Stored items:

^^^^^^^^^^^^^^^^

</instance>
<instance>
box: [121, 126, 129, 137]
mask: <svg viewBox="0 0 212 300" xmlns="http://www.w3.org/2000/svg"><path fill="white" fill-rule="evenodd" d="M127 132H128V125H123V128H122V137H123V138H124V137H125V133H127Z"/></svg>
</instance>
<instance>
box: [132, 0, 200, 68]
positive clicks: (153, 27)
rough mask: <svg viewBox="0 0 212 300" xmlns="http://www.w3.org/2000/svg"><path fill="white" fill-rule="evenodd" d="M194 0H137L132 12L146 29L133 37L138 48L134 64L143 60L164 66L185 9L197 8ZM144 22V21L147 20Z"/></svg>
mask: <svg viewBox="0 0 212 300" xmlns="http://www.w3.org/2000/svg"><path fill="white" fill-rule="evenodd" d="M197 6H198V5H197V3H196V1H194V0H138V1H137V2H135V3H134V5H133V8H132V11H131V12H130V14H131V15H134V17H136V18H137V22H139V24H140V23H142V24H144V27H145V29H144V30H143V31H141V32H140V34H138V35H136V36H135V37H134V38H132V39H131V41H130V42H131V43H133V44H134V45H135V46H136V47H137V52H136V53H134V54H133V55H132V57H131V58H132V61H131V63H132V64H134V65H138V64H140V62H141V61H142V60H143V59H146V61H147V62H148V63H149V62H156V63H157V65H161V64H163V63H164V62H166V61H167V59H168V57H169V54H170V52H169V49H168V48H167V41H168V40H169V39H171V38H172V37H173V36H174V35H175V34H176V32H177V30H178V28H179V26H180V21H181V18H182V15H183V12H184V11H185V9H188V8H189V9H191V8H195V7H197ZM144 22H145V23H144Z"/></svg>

^^^^^^^^^^^^^^^^

#### How to complete this task:
Give back the records word for word. Start at the first line, end at the line containing "positive clicks: (153, 27)", and include both.

#### Reply:
</instance>
<instance>
box: [121, 126, 129, 137]
mask: <svg viewBox="0 0 212 300" xmlns="http://www.w3.org/2000/svg"><path fill="white" fill-rule="evenodd" d="M127 132H128V125H123V128H122V137H123V138H124V137H125V133H127Z"/></svg>
</instance>
<instance>
box: [132, 0, 200, 68]
positive clicks: (153, 27)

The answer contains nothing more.